__Extrait proposé__.

BHL - Botul - Kant / La guerre en philosophie - Bernard-Henri Lévy

BHL - Botul - Kant: un trio d'enfer! Bernard-Henri Lévy -qui publie «La guerre en philosophie»- ne s'est pas fait piéger... il s'est piégé lui-même. Il n'est pas tombé dans une chausse trappe. Il n'est pas victime d'un canular. Il est plutôt «victime d'un auto-entartage» - Fédéric Pagès(1). Qui peut croire à ça: un philosophe méconnu, nommé Jean-Baptiste Botul... a donné une série de conférences néo-Kantiennes..., au lendemain de la Seconde Guerre mondiale..., au Paraguay? Personne: ça sent le poisson d'avril à plein nez. Il est vrai qu'en hiver, l'odeur est moins forte. Un philosophe? Oui, BHL, le premier et le seul adepte sérieux de Botul! «Renseignement pris, personne ne s'était encore jamais pris sans airbag cet énorme platane. C'est désormais chose faite» - Aude Lancelin(2). On s'en amuse, car la boulette (de poisson) prête au ridicule. Elle soulève aussi plusieurs questions... sérieuses. Tour d'horizon. Questionnement et inquiétudes.

Tour d'horizon

Le court essai (128p.) de Bernard-Henri Lévy, «De la guerre en philosophie», passera sûrement à la prospérité, sous l'enseigne de l'hilarité, et rapprochera -de generationes ad genenerationem (c'est pour faire chic) -son nom, réduit à la quintessence des 3 lettres de son nom BHL, à celui Botul, deux calés en philosophie. Kant, lui, n'a besoin ni de BHL ni de Botul: il est reconnu comme l'un des plus grands philosophes allemands depuis le 18è siècle.
Mais, ce n'est pas l'opinion de BHL. Examinons donc l'association BHL/Botul. Mais attardons-nous, en premier lieu, à l'essai.

Bernard-Henri Lévy, De la guerre en philosophie. Grasset, 2010.
Sur la quatrième de couverture, on lit: «Le 6 avril 2009, Bernard-Henri Lévy a prononcé [...] une conférence intitulée: "Comment je philosophe ". [...] C'est ce texte qui, repris, aiguisé, remis sur le métier, a fait la matière de ce livre-programme. De la vanité du dialogue en philosophie; de l'utilité d'avoir des ennemis quand on entend rompre avec la dictature de l'Opinion; contre l'illusion des consensus dans la pensée; qu'il faut, plus que jamais, parier sur l'existence de la vérité en ces temps de nihilisme quasi achevé; pourquoi un philosophe d'aujourd'hui ne peut être, somme toute, qu'un guerrier: tels sont quelques-uns des thèmes de ce manuel pour âges obscurs où l'auteur "abat son jeu " et dispose, chemin faisant, les pierres d'angle d'une métaphysique à venir.»
.― Or, dans ce texte repris, aiguisé, remis sur le métier (de Boileau), le dit philosophe qui soumet un livre-programme, le philosophe-guerrier, se lance à l'assaut de Kant.

Données extraites
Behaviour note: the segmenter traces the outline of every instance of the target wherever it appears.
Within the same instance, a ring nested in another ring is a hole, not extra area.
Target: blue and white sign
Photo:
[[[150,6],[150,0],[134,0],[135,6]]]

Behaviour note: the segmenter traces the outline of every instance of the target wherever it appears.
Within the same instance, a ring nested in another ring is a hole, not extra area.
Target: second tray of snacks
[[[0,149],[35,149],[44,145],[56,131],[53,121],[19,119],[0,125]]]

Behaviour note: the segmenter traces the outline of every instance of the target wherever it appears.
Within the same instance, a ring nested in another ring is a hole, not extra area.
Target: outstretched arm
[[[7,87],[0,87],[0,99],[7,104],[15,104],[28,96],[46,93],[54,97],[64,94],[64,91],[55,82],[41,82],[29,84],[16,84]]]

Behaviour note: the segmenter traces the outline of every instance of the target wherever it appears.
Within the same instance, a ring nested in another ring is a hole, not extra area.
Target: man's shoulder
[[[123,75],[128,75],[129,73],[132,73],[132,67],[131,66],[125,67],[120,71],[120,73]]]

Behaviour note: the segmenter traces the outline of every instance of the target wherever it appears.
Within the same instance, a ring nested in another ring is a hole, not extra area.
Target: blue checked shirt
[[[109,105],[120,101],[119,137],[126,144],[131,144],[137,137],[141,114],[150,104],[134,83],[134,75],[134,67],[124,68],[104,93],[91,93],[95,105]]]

__Exercices à faire__.
a. D'après le texte sur BHL et Botul, combien de pages compte l'essai de Bernard-Henri Lévy ?
b. Recopiez, dans le texte sur BHL et Botul, le passage qui s'ouvre sur les mots contenant «Le court essai» et se ferme sur «philosophie. Grasset, 2010.».
Vous n'aurez pas besoin de la liste.

__Réponses dans l'ordre__.
a. L'essai compte 128 pages.

b.
Le court essai (128p.) de Bernard-Henri Lévy, «De la guerre en philosophie», passera sûrement à la prospérité, sous l'enseigne de l'hilarité, et rapprochera -de generationes ad genenerationem (c'est pour faire chic) -son nom, réduit à la quintessence des 3 lettres de son nom BHL, à celui Botul, deux calés en philosophie. Kant, lui, n'a besoin ni de BHL ni de Botul: il est reconnu comme l'un des plus grands philosophes allemands depuis le 18è siècle.
Mais, ce n'est pas l'opinion de BHL. Examinons donc l'association BHL/Botul. Mais attardons-nous, en premier lieu, à l'essai.

Bernard-Henri Lévy, De la guerre en philosophie. Grasset, 2010.